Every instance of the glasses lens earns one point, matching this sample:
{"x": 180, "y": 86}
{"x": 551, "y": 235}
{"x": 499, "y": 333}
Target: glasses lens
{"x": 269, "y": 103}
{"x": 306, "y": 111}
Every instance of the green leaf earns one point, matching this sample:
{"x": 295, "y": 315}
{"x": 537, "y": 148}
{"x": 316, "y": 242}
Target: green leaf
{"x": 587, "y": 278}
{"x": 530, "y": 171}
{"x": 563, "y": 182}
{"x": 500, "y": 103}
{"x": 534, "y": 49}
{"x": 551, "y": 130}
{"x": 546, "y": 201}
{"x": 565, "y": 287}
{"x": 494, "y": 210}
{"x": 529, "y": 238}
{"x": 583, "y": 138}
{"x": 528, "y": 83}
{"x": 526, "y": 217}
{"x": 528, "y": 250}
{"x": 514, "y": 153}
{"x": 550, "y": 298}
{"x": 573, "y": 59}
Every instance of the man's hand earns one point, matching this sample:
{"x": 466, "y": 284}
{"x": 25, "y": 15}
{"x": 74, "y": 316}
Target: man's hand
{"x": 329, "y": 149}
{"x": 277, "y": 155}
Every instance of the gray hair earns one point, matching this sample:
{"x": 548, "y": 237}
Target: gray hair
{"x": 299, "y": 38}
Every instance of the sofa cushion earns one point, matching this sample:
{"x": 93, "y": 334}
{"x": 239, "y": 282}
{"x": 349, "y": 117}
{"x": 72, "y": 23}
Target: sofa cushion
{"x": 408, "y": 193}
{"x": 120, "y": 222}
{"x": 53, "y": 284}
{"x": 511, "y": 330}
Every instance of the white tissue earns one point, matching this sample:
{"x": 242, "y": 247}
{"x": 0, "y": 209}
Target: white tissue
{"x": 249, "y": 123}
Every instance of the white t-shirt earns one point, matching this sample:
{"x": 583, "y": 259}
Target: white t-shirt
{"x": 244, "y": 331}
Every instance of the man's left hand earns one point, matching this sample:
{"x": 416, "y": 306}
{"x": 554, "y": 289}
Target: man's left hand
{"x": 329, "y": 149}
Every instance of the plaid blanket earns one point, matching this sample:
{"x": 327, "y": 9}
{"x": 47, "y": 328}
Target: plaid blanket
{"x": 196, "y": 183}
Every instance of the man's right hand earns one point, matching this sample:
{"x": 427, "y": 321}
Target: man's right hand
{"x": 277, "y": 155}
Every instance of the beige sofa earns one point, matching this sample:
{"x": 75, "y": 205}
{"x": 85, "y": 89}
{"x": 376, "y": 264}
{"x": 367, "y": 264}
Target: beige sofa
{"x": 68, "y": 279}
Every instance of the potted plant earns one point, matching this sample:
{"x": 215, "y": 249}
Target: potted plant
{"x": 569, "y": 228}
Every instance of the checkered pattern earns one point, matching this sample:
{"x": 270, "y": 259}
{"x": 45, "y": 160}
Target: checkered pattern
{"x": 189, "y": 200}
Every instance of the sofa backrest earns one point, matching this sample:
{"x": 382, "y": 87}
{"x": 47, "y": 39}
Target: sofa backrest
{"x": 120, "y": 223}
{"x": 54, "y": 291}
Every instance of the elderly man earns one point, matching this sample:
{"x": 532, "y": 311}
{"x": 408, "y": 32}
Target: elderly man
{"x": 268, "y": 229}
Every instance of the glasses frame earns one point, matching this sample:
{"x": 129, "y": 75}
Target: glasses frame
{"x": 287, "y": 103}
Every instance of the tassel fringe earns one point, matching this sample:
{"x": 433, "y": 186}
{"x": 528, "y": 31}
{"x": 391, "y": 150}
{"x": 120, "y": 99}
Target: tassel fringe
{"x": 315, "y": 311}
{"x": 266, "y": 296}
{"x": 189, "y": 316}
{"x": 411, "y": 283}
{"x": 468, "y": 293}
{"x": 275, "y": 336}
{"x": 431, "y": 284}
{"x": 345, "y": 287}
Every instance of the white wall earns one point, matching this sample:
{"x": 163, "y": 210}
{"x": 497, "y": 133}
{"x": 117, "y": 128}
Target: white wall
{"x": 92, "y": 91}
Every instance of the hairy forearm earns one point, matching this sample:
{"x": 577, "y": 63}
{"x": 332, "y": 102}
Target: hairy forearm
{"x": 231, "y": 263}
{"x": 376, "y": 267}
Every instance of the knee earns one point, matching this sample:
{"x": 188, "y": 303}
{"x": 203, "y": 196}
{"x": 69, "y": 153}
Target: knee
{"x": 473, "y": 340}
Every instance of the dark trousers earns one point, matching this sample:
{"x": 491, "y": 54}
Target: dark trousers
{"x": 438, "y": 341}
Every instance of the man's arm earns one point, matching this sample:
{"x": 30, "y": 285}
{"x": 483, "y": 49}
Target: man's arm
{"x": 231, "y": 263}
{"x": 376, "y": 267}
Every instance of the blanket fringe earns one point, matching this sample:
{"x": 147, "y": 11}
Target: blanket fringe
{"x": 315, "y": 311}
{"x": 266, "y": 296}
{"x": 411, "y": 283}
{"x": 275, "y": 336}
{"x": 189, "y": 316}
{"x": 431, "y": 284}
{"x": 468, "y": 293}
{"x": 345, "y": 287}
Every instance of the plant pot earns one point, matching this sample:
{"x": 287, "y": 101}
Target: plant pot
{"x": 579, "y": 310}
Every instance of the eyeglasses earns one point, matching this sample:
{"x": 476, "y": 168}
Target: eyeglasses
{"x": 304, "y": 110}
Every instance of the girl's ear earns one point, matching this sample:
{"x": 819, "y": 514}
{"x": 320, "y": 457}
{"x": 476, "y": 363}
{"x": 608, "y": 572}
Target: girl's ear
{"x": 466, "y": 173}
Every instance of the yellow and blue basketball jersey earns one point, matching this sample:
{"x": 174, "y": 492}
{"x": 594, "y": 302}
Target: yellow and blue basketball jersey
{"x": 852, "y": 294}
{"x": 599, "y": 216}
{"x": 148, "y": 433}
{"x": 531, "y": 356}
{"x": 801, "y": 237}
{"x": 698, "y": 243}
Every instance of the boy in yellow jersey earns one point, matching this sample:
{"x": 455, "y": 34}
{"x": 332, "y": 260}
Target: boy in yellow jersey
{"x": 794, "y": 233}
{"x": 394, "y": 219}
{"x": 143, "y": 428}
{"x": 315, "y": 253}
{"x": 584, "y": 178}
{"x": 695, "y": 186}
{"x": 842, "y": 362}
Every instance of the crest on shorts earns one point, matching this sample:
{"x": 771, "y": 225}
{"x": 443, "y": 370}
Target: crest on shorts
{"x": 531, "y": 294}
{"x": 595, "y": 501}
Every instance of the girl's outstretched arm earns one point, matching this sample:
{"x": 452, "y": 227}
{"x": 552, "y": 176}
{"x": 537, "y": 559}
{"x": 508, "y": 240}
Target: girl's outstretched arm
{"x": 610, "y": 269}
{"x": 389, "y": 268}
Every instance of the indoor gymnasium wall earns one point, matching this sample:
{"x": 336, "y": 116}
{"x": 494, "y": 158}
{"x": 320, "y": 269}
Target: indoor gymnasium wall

Exercise directions:
Rewrite all of the rows above, swapping "earns one point" for "scores one point" wherever it occurs and leaving everything else unchanged.

Written response:
Every instance of the glasses lens scores one point, matching this sample:
{"x": 180, "y": 86}
{"x": 551, "y": 235}
{"x": 499, "y": 333}
Target: glasses lens
{"x": 269, "y": 103}
{"x": 306, "y": 111}
Every instance of the green leaf scores one point, matching this sample:
{"x": 295, "y": 315}
{"x": 537, "y": 148}
{"x": 316, "y": 242}
Target: green leaf
{"x": 587, "y": 278}
{"x": 530, "y": 171}
{"x": 563, "y": 182}
{"x": 500, "y": 103}
{"x": 534, "y": 49}
{"x": 551, "y": 130}
{"x": 546, "y": 201}
{"x": 565, "y": 287}
{"x": 494, "y": 210}
{"x": 529, "y": 238}
{"x": 583, "y": 138}
{"x": 528, "y": 83}
{"x": 526, "y": 217}
{"x": 528, "y": 250}
{"x": 514, "y": 153}
{"x": 550, "y": 298}
{"x": 573, "y": 59}
Every instance of the man's hand scores one point, matching this sample:
{"x": 466, "y": 284}
{"x": 25, "y": 15}
{"x": 74, "y": 316}
Target: man's hand
{"x": 329, "y": 149}
{"x": 277, "y": 155}
Every instance of the gray hair scores one point, matching this sample:
{"x": 548, "y": 237}
Target: gray hair
{"x": 299, "y": 38}
Every instance of the sofa cushion scores one point, matching this sample:
{"x": 93, "y": 334}
{"x": 239, "y": 282}
{"x": 349, "y": 117}
{"x": 72, "y": 23}
Target: sofa cushion
{"x": 408, "y": 193}
{"x": 120, "y": 222}
{"x": 53, "y": 284}
{"x": 511, "y": 330}
Every instance of the white tissue scores one point, matching this sample:
{"x": 242, "y": 247}
{"x": 0, "y": 209}
Target: white tissue
{"x": 249, "y": 123}
Every instance of the white t-shirt scores one point, matching this sample:
{"x": 583, "y": 259}
Target: white t-shirt
{"x": 244, "y": 331}
Every instance of the man's left hand scores one point, matching this sample:
{"x": 416, "y": 306}
{"x": 554, "y": 289}
Target: man's left hand
{"x": 329, "y": 149}
Every instance of the plaid blanket scores one point, matching this sample:
{"x": 327, "y": 9}
{"x": 47, "y": 328}
Target: plaid blanket
{"x": 196, "y": 183}
Every instance of the man's right hand scores one point, matching this sample:
{"x": 427, "y": 321}
Target: man's right hand
{"x": 277, "y": 155}
Every instance of the beige sofa scores one point, matching this sample:
{"x": 75, "y": 205}
{"x": 85, "y": 89}
{"x": 376, "y": 264}
{"x": 367, "y": 264}
Target: beige sofa
{"x": 68, "y": 279}
Every instance of the potted plant scores one point, matching this sample:
{"x": 215, "y": 249}
Target: potted plant
{"x": 569, "y": 228}
Every instance of the checkered pattern scores one point, matching this sample:
{"x": 270, "y": 259}
{"x": 45, "y": 160}
Target: checkered pattern
{"x": 189, "y": 200}
Every instance of the sofa backrest scores one point, matching this sample:
{"x": 382, "y": 87}
{"x": 47, "y": 39}
Target: sofa backrest
{"x": 120, "y": 223}
{"x": 54, "y": 291}
Every instance of the elderly man scores one point, matching this sample:
{"x": 532, "y": 311}
{"x": 408, "y": 32}
Target: elderly man
{"x": 268, "y": 229}
Every instance of the glasses frame scores one point, matching this sample:
{"x": 129, "y": 75}
Target: glasses frame
{"x": 287, "y": 103}
Every instance of the tassel fringe scores one point, matching this sample:
{"x": 433, "y": 186}
{"x": 528, "y": 31}
{"x": 391, "y": 150}
{"x": 120, "y": 99}
Target: tassel fringe
{"x": 315, "y": 311}
{"x": 266, "y": 296}
{"x": 189, "y": 316}
{"x": 411, "y": 283}
{"x": 468, "y": 293}
{"x": 275, "y": 336}
{"x": 431, "y": 284}
{"x": 345, "y": 287}
Every instance of the white wall scores one point, matching this sample:
{"x": 163, "y": 210}
{"x": 497, "y": 133}
{"x": 117, "y": 128}
Target: white wall
{"x": 92, "y": 91}
Every instance of the hairy forearm scores one point, matching this sample:
{"x": 577, "y": 63}
{"x": 332, "y": 102}
Target: hairy forearm
{"x": 231, "y": 263}
{"x": 376, "y": 267}
Every instance of the knee scores one point, matching this sample:
{"x": 188, "y": 303}
{"x": 203, "y": 196}
{"x": 69, "y": 153}
Target: knee
{"x": 473, "y": 340}
Every instance of the dark trousers scores one point, matching this sample:
{"x": 491, "y": 54}
Target: dark trousers
{"x": 438, "y": 341}
Every instance of the man's arm scores one point, matching this sample:
{"x": 30, "y": 285}
{"x": 483, "y": 49}
Target: man's arm
{"x": 231, "y": 263}
{"x": 376, "y": 267}
Every instance of the blanket fringe scores one point, matching this sample:
{"x": 147, "y": 11}
Target: blanket fringe
{"x": 315, "y": 311}
{"x": 266, "y": 296}
{"x": 411, "y": 283}
{"x": 275, "y": 336}
{"x": 189, "y": 316}
{"x": 431, "y": 284}
{"x": 468, "y": 293}
{"x": 345, "y": 287}
Every instance of the plant pot scores one point, matching this sample:
{"x": 287, "y": 101}
Target: plant pot
{"x": 579, "y": 310}
Every instance of the eyeglasses scores one point, matching this sample:
{"x": 476, "y": 168}
Target: eyeglasses
{"x": 304, "y": 110}
Every instance of the girl's ear scores one point, matching this sample:
{"x": 819, "y": 514}
{"x": 320, "y": 457}
{"x": 476, "y": 363}
{"x": 608, "y": 572}
Target: girl's ear
{"x": 466, "y": 173}
Every instance of the yellow and blue basketball jersey scores one point, matching this sample:
{"x": 174, "y": 492}
{"x": 594, "y": 302}
Target: yellow and blue basketball jersey
{"x": 852, "y": 294}
{"x": 599, "y": 216}
{"x": 148, "y": 433}
{"x": 531, "y": 356}
{"x": 801, "y": 237}
{"x": 698, "y": 243}
Every instance of the boy in yellow jersey scores one point, matching this sample:
{"x": 455, "y": 34}
{"x": 332, "y": 260}
Target: boy in yellow jersey
{"x": 794, "y": 233}
{"x": 394, "y": 219}
{"x": 143, "y": 428}
{"x": 315, "y": 253}
{"x": 584, "y": 178}
{"x": 695, "y": 186}
{"x": 842, "y": 362}
Every instance of the crest on shorts scores one point, matching this sample:
{"x": 771, "y": 225}
{"x": 443, "y": 370}
Target: crest on shorts
{"x": 531, "y": 294}
{"x": 595, "y": 501}
Every instance of the girl's outstretched arm scores one point, matching this sample:
{"x": 452, "y": 227}
{"x": 552, "y": 176}
{"x": 537, "y": 559}
{"x": 508, "y": 240}
Target: girl's outstretched arm
{"x": 610, "y": 269}
{"x": 389, "y": 268}
Every instance of the indoor gymnasium wall scores one point, matching this sample:
{"x": 336, "y": 116}
{"x": 494, "y": 158}
{"x": 320, "y": 269}
Target: indoor gymnasium wall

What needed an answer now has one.